## Short exercise
Reproduce every line of the entries below verbatim, leaving out the pictures.

## Extracted data
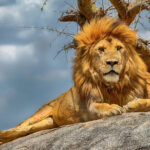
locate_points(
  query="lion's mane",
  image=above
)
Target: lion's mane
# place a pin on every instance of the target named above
(85, 77)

## Exercise solution
locate_points(
  query="lion's mane",
  image=above
)
Target: lion's mane
# place a pin on every instance of the target named above
(85, 77)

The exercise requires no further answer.